Records to process |
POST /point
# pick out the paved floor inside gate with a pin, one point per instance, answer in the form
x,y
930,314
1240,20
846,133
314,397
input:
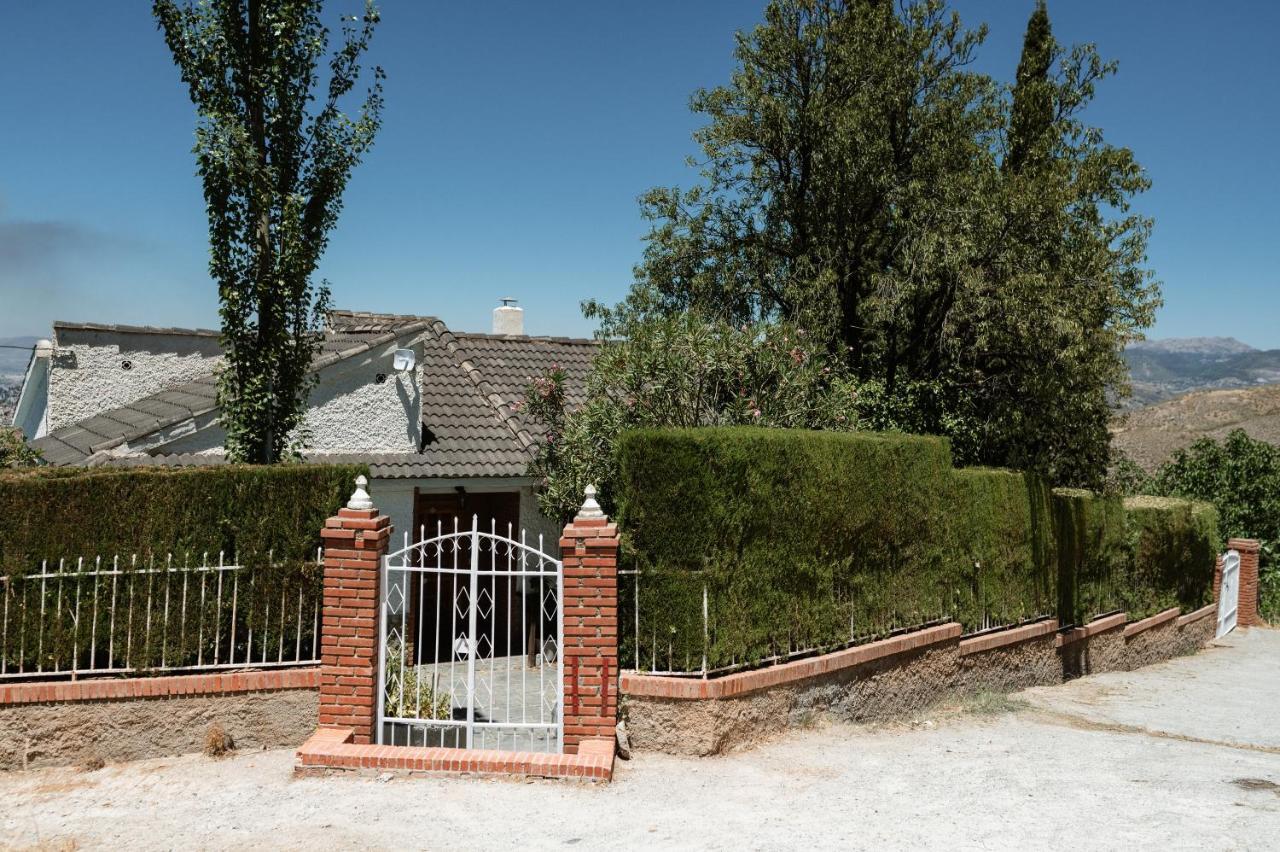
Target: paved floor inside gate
x,y
1179,755
508,692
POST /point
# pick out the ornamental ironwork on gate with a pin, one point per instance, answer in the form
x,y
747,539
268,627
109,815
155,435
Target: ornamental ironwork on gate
x,y
470,637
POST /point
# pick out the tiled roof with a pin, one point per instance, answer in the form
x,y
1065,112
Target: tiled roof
x,y
77,443
133,329
470,385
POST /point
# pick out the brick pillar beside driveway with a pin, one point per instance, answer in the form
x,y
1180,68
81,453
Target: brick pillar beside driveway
x,y
1247,614
355,540
589,549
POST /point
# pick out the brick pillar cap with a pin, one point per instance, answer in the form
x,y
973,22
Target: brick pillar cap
x,y
360,498
590,509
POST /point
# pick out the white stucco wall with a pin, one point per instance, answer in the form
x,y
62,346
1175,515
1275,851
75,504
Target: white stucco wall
x,y
348,412
86,374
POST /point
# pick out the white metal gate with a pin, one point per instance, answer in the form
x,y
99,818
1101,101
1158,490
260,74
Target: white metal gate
x,y
470,641
1229,592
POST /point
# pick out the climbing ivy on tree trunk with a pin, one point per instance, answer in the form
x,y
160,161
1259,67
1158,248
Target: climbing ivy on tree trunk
x,y
274,159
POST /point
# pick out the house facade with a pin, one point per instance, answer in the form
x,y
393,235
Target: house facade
x,y
434,413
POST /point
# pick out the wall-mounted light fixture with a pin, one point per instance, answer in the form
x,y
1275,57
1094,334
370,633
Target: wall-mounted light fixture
x,y
403,360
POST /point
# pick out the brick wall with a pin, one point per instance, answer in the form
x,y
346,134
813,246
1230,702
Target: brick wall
x,y
355,543
1247,615
589,548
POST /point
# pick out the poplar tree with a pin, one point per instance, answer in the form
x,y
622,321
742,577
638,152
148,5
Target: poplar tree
x,y
274,151
1032,114
860,181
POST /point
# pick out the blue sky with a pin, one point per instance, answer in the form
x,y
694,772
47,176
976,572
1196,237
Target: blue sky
x,y
517,137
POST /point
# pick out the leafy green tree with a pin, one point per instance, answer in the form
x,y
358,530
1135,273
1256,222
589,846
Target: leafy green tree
x,y
854,183
1240,476
1032,111
274,160
681,370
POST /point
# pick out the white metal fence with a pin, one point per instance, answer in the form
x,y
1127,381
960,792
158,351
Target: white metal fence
x,y
1229,594
470,637
131,615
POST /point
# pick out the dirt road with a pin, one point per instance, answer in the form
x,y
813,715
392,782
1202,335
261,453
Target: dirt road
x,y
1180,755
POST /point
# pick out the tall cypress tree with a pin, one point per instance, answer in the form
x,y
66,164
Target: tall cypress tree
x,y
1033,94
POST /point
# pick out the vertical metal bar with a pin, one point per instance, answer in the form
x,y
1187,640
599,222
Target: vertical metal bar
x,y
252,601
40,645
218,609
403,623
417,621
384,569
297,628
525,587
511,545
164,621
435,626
279,653
231,646
707,633
200,626
58,608
453,610
92,630
182,623
128,626
542,623
22,633
493,612
315,614
471,627
80,575
4,641
560,647
110,633
146,632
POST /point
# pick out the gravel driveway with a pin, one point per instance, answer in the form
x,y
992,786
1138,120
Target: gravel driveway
x,y
1180,755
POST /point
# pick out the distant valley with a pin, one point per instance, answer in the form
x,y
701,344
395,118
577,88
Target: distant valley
x,y
1165,369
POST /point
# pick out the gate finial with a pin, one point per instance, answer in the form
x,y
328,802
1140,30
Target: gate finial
x,y
590,508
360,498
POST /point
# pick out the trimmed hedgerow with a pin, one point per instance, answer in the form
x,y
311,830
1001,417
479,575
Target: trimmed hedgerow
x,y
808,540
265,518
1173,541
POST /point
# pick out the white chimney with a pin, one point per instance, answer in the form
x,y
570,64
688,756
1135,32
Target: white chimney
x,y
508,317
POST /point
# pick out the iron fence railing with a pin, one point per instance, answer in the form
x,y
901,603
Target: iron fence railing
x,y
167,614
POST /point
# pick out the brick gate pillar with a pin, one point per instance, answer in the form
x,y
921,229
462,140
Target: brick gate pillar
x,y
355,541
1247,614
589,549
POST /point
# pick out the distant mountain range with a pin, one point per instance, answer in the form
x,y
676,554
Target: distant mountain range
x,y
1164,369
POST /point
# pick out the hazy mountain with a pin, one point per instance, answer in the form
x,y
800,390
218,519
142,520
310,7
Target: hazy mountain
x,y
1150,435
1165,369
13,362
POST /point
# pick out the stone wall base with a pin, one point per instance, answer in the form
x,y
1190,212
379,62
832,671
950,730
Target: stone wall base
x,y
173,722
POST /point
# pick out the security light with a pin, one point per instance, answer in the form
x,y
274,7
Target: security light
x,y
403,360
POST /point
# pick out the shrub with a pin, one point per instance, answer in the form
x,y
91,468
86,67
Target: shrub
x,y
805,540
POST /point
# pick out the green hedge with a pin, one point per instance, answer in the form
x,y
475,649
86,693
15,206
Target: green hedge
x,y
807,540
266,518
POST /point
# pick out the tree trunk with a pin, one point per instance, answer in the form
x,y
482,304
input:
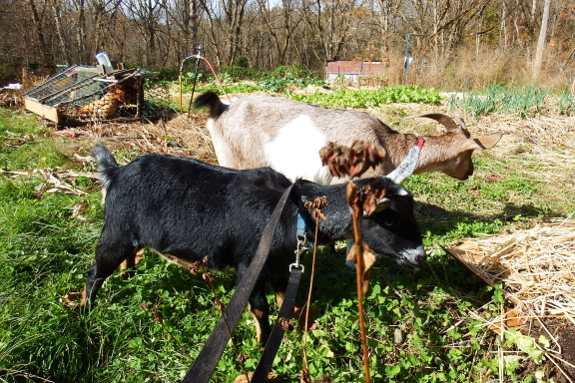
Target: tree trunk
x,y
541,41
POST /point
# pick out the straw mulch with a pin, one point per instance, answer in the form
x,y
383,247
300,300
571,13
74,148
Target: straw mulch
x,y
179,136
536,266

What is expected | Write out the material above exactly; no pictures.

Response |
POST /point
# pick out the paved floor inside gate with a pin, one point per instance, answer in the form
x,y
930,314
1240,20
846,133
314,397
input:
Target: paved floor inside gate
x,y
1179,755
508,692
POST /point
# pick out the ornamental ironwork on gate with a pin, one point per instance, answer in the form
x,y
747,539
268,627
109,815
155,435
Target: ornamental ironwork on gate
x,y
470,637
POST /point
# pick out the tiled roof with a pin, one point per instance, answer in the form
x,y
1065,112
Target: tiled roof
x,y
77,443
133,329
470,385
POST /point
# pick out the brick pillar beside driveway with a pin, one point per instance, answer in the form
x,y
1180,68
81,453
Target: brick pillar beside driveway
x,y
1247,614
355,540
589,549
POST /point
# pick out the brick pillar cap with a pin, one point per instance, answer in the form
x,y
973,22
Target: brick pillar cap
x,y
360,498
590,509
POST /point
# pick out the white stucco wall with a pin, one point per instance, answer in the form
x,y
62,346
1175,515
1275,851
75,504
Target: white stucco wall
x,y
348,412
86,374
POST /point
# pick out the white metal gate with a pin, one point per instance, answer in the form
x,y
99,818
1101,101
1158,490
260,74
Target: white metal gate
x,y
470,641
1229,592
POST /point
# pick out the climbing ivy on tree trunk with a pin, one point per instance, answer in the form
x,y
160,161
1259,67
1158,248
Target: climbing ivy on tree trunk
x,y
274,159
POST /point
# pick out the house facade with a pin, one point per instance, answer in the form
x,y
393,235
Target: house facade
x,y
434,413
POST /point
# pick out the wall-mounted light fixture with a pin, one point per instance, answer in the form
x,y
1275,57
1094,334
370,633
Target: wall-mounted light fixture
x,y
403,360
POST /point
# pick out the brick wall with a pin, one point per instance, answer in the form
x,y
346,134
813,246
1230,702
Target: brick wall
x,y
355,543
1247,615
589,548
POST /point
# pick out the poplar tree with a pin, one point per instance, answer in the form
x,y
622,321
742,577
638,152
148,5
Target: poplar tree
x,y
274,151
1032,114
860,181
POST /point
# pick out the blue sky with a pin, one point per instance, answer in the form
x,y
694,772
47,176
976,572
1196,237
Target: blue sky
x,y
517,137
POST /point
# pick out the leafy green tree with a pin, one point per instance, answer in the form
x,y
358,530
1135,273
1256,222
589,846
Target: leafy green tree
x,y
854,183
1240,476
1032,111
274,160
681,370
POST /point
# pick out the white metal fence with a pin, one point per instance, answer in the form
x,y
1127,381
960,792
158,351
Target: white metal fence
x,y
1229,594
470,637
131,615
POST /point
# pick out the dirt road with a pin, one point per instance, answer in the form
x,y
813,715
392,782
1202,335
261,453
Target: dirt road
x,y
1180,755
POST /point
# pick out the tall cypress tree with a pin, one point per instance, answer in the form
x,y
66,164
Target: tall cypress tree
x,y
1033,94
POST /point
# pick out the vertical metal bar with a pin, one point per instance, answer in the form
x,y
1187,640
599,222
Target: vertical metal bar
x,y
252,601
40,645
218,609
403,623
417,621
384,569
297,628
525,587
511,545
164,621
435,626
279,653
231,646
707,633
200,626
58,608
453,610
92,630
182,623
128,626
542,623
22,633
493,612
315,614
471,627
80,575
4,641
560,647
110,633
146,632
POST /point
# pick out the gravel driveway with a pin, one point per instance, answer in the form
x,y
992,786
1138,120
Target: gravel driveway
x,y
1180,755
POST /point
# pick out the distant valley with a pin, one point per instance, answer in the form
x,y
701,344
395,118
577,88
Target: distant valley
x,y
1165,369
POST /point
# pick out the gate finial with a pin, one point per instance, answer in the form
x,y
328,802
1140,30
Target: gate finial
x,y
590,508
360,498
POST /point
# pick out the trimmed hedgerow with a pin, one point per instance, answer in the form
x,y
311,830
1001,417
479,575
Target: trimmed hedgerow
x,y
808,540
265,518
1173,541
POST /point
# pick out the white chimney with a pin, one point per instance, answer in the form
x,y
570,64
688,756
1135,32
Target: white chimney
x,y
508,317
POST /point
# pick out the iron fence railing with a pin, one point per instance, answer in the form
x,y
901,603
Target: iron fence railing
x,y
167,614
POST /point
# pick out the brick gate pillar with a pin, one point per instance, answer in the form
x,y
921,229
462,140
Target: brick gate pillar
x,y
355,541
1247,614
589,549
POST /point
# pick out the distant mountain range with a pin, one point per instance, answer in the form
x,y
676,554
Target: distant mountain range
x,y
1164,369
POST /point
# pick out the hazy mountain with a pin, one point per instance, answer in the form
x,y
800,390
218,519
142,520
310,7
Target: hazy mountain
x,y
1150,435
1165,369
13,362
POST /point
# pick out the stone wall base with a pin, one point per instance, answer in the form
x,y
1190,212
379,62
832,671
950,730
Target: stone wall base
x,y
173,722
POST /point
# pick out the security light with a pin, one point per instance, answer in the form
x,y
274,7
Target: security light
x,y
403,360
POST /point
# pick out the shrub with a pin, one point per instance, answer in the form
x,y
91,468
86,67
Target: shrub
x,y
805,540
POST /point
# pick out the green hedge with a pin, one point per instance, answer in the form
x,y
475,649
86,693
15,206
Target: green hedge
x,y
807,540
266,518
POST /point
# pick out the tree trunk with a pin, one point per instance, answer in the form
x,y
482,304
input:
Target: tree trunk
x,y
541,41
POST /point
# pick out the straw mulch with a pin, one point per instance, answer in the form
x,y
383,247
300,300
571,13
74,148
Target: straw mulch
x,y
179,136
536,266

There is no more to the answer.